Activity: Retype each line below without a single alteration.

Records from a collection:

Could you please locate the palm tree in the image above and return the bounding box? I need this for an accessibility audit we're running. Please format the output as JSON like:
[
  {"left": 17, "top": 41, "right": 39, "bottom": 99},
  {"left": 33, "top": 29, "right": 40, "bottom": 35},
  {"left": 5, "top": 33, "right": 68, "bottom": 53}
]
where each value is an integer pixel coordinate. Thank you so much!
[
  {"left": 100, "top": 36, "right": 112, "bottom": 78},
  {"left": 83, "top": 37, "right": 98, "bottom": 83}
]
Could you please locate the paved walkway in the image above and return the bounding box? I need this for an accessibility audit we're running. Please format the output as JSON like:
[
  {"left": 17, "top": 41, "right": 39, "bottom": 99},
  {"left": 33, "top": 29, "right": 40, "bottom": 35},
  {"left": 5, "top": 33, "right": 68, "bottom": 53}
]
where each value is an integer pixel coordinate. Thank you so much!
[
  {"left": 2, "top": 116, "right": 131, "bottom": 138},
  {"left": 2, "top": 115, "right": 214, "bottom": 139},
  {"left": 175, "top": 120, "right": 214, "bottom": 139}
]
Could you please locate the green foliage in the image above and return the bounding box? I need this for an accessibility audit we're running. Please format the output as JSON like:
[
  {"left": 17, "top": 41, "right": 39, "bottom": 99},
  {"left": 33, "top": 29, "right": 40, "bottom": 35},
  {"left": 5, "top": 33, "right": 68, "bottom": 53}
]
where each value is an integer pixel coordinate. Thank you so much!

Reply to the task:
Could you please locate the palm tree in the image above and return the bounding box? I need this for an accessibility audit we're running. Please format the output as JSON like:
[
  {"left": 17, "top": 41, "right": 39, "bottom": 99},
  {"left": 33, "top": 29, "right": 40, "bottom": 35},
  {"left": 5, "top": 33, "right": 68, "bottom": 53}
]
where each value is an integer pixel coordinate. Thank you so much!
[
  {"left": 100, "top": 36, "right": 112, "bottom": 78},
  {"left": 83, "top": 37, "right": 98, "bottom": 83}
]
Could you please locate the paved walkway in the image above and return the bounding box? I need this for an accessibility audit we're running. Please format the output as JSON like:
[
  {"left": 17, "top": 41, "right": 39, "bottom": 99},
  {"left": 33, "top": 29, "right": 40, "bottom": 35},
  {"left": 5, "top": 33, "right": 68, "bottom": 53}
]
where each value is an integer pixel coordinate. Thank you so much!
[
  {"left": 2, "top": 116, "right": 131, "bottom": 138},
  {"left": 2, "top": 115, "right": 214, "bottom": 139},
  {"left": 175, "top": 120, "right": 214, "bottom": 139}
]
Could you please locate the green foliage in the image above and return the bounding box? I need this for an accessibility audit we're running. Please format the output as JSON like:
[
  {"left": 17, "top": 41, "right": 39, "bottom": 99},
  {"left": 33, "top": 29, "right": 40, "bottom": 35},
  {"left": 5, "top": 33, "right": 68, "bottom": 53}
]
where each value is an integer pixel coordinate. Thank you so much!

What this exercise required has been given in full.